**WHAT IS NEEDED:**
Exactly the lines below from the one with "[locate] white banner" up to and including the one with "[locate] toilet tank" make up the answer, with nothing else added.

Data extracted from a collection:
== == ==
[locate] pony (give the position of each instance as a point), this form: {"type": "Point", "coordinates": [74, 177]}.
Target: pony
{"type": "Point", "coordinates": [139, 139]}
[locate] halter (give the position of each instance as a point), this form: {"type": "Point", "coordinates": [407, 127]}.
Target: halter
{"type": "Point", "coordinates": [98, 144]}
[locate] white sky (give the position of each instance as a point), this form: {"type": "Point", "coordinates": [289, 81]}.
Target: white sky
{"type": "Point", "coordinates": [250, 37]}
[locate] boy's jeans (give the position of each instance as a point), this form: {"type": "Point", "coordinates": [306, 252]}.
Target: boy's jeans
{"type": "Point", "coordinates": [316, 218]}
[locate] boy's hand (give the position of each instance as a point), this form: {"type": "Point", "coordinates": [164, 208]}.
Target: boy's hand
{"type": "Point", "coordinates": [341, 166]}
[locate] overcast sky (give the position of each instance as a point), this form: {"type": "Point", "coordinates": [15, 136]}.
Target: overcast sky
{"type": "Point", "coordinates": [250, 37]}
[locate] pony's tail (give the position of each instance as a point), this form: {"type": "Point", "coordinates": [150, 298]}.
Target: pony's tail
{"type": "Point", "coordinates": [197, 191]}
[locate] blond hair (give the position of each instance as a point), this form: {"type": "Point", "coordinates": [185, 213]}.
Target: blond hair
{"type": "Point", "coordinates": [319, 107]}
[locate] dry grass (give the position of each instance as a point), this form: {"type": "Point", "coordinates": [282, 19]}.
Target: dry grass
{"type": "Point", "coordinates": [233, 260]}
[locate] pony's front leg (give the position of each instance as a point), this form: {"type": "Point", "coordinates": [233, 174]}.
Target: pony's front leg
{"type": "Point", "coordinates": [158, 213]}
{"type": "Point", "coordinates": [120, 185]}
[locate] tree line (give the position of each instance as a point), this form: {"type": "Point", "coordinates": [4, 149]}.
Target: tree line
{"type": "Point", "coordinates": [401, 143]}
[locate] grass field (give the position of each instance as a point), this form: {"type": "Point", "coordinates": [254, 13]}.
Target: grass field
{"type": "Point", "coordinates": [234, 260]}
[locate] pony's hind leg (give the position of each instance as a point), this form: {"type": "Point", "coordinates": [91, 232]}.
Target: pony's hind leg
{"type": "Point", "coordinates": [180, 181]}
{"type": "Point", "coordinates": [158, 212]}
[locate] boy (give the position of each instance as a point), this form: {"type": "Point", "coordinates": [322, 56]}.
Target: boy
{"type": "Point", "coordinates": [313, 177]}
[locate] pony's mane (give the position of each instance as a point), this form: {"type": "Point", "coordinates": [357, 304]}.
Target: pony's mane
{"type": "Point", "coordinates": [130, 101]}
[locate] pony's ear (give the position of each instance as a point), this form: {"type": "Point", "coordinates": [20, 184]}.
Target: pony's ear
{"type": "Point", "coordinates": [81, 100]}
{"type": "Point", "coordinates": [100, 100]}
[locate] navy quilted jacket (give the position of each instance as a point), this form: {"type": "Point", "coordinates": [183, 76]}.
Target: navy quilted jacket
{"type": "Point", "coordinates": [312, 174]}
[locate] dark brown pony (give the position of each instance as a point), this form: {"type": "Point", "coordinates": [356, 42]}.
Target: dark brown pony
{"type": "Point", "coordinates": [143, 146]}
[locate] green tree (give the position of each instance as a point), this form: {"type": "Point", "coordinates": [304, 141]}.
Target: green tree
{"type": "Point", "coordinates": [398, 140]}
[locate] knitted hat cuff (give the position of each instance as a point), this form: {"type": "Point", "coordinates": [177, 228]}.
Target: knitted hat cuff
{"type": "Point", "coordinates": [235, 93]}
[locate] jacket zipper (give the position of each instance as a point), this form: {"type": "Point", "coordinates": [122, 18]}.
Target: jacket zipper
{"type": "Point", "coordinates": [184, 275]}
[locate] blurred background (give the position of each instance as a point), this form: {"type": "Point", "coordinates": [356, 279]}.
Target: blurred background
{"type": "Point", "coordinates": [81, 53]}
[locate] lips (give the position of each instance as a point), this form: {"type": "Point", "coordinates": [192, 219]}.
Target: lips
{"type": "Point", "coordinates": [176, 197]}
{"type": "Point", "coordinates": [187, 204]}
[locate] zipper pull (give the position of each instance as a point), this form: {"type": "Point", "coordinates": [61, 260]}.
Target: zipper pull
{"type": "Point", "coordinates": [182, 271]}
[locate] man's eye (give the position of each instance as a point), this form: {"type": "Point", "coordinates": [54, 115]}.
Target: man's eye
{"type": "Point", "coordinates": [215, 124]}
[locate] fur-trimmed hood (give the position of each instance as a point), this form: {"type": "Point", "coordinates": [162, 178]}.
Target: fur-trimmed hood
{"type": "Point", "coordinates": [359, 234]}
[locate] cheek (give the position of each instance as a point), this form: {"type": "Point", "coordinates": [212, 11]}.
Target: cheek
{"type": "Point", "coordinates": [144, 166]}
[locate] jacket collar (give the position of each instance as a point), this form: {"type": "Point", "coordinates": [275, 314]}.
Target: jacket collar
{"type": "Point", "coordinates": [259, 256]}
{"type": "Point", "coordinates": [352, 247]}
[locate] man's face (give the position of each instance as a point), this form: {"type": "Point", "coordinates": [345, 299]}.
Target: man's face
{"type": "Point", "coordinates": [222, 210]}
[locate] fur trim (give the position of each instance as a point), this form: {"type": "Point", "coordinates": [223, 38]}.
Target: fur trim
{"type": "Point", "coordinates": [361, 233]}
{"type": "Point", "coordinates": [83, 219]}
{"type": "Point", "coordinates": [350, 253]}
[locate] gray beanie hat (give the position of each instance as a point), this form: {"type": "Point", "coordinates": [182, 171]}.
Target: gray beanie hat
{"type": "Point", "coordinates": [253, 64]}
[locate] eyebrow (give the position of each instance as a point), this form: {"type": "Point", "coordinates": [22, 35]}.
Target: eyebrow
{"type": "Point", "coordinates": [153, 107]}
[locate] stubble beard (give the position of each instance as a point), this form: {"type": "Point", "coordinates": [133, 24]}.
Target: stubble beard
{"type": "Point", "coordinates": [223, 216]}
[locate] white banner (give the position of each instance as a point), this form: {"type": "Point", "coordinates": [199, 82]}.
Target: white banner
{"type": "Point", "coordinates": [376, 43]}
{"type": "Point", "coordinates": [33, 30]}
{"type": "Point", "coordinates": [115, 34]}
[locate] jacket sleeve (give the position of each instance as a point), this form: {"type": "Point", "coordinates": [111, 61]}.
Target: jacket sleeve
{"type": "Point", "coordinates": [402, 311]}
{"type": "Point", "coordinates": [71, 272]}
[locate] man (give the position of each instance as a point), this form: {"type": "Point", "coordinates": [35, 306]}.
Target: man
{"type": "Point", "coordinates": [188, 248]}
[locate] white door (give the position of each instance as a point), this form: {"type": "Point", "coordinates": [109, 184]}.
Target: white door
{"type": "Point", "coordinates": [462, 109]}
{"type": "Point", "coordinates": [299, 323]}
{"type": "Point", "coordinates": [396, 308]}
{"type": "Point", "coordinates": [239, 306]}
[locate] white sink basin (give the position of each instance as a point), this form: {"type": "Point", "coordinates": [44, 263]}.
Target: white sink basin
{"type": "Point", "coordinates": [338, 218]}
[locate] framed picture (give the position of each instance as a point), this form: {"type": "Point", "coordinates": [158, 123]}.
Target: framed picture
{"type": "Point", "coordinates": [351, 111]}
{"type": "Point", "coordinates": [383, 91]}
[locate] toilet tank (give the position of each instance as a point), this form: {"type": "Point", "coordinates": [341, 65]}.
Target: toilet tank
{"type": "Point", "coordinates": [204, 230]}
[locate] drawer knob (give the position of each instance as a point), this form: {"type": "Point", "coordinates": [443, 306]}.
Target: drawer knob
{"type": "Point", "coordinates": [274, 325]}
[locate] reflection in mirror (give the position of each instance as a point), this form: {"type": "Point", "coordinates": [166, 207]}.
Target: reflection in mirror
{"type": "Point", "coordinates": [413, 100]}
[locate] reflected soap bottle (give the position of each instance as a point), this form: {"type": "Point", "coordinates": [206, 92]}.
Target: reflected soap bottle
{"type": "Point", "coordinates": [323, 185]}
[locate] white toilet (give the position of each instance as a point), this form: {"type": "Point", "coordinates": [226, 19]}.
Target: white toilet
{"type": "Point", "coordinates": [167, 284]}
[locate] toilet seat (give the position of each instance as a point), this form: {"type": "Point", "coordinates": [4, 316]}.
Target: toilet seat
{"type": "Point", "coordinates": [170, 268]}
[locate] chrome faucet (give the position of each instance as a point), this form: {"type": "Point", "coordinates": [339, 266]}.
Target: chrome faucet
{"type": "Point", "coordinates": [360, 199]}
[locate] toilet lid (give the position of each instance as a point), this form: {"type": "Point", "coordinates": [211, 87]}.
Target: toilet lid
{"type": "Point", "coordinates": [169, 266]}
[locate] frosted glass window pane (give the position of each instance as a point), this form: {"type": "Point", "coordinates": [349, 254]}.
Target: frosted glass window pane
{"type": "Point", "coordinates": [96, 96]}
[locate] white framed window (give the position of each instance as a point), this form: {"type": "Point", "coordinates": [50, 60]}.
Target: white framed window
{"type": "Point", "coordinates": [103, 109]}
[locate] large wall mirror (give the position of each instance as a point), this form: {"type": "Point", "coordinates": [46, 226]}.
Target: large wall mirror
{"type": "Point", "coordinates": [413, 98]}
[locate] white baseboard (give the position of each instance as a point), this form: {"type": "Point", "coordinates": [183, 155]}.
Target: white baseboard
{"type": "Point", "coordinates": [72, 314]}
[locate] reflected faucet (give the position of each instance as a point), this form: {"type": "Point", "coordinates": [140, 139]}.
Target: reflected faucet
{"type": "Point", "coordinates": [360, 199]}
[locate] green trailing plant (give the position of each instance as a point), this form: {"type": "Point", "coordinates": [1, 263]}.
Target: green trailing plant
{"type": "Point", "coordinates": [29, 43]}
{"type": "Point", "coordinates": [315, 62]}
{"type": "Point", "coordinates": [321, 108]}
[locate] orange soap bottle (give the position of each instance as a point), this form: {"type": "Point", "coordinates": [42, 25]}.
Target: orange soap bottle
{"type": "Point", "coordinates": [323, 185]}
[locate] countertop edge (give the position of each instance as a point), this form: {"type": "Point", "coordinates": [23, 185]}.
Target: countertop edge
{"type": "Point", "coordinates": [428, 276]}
== == ==
**EXERCISE RESPONSE:**
[locate] white banner (give the position of each instance as a point), this form: {"type": "Point", "coordinates": [199, 82]}.
Target: white banner
{"type": "Point", "coordinates": [376, 43]}
{"type": "Point", "coordinates": [33, 30]}
{"type": "Point", "coordinates": [115, 34]}
[locate] jacket sleeve (give the position of each instance as a point), this form: {"type": "Point", "coordinates": [111, 61]}.
Target: jacket sleeve
{"type": "Point", "coordinates": [402, 311]}
{"type": "Point", "coordinates": [71, 272]}
[locate] man (give the position of each instance as a point), this form: {"type": "Point", "coordinates": [35, 306]}.
Target: man
{"type": "Point", "coordinates": [188, 248]}
[locate] white door (give the position of each instance as a point), this form: {"type": "Point", "coordinates": [109, 184]}.
Target: white door
{"type": "Point", "coordinates": [462, 109]}
{"type": "Point", "coordinates": [299, 323]}
{"type": "Point", "coordinates": [396, 308]}
{"type": "Point", "coordinates": [239, 306]}
[locate] white sink basin (give the position of each instance as a point), this form: {"type": "Point", "coordinates": [44, 263]}.
Target: white sink basin
{"type": "Point", "coordinates": [338, 218]}
[locate] framed picture (give the position of each instance as a point), this form: {"type": "Point", "coordinates": [158, 123]}.
Target: framed picture
{"type": "Point", "coordinates": [351, 111]}
{"type": "Point", "coordinates": [383, 91]}
[locate] toilet tank (give the position of each instance as a point), this form: {"type": "Point", "coordinates": [341, 65]}.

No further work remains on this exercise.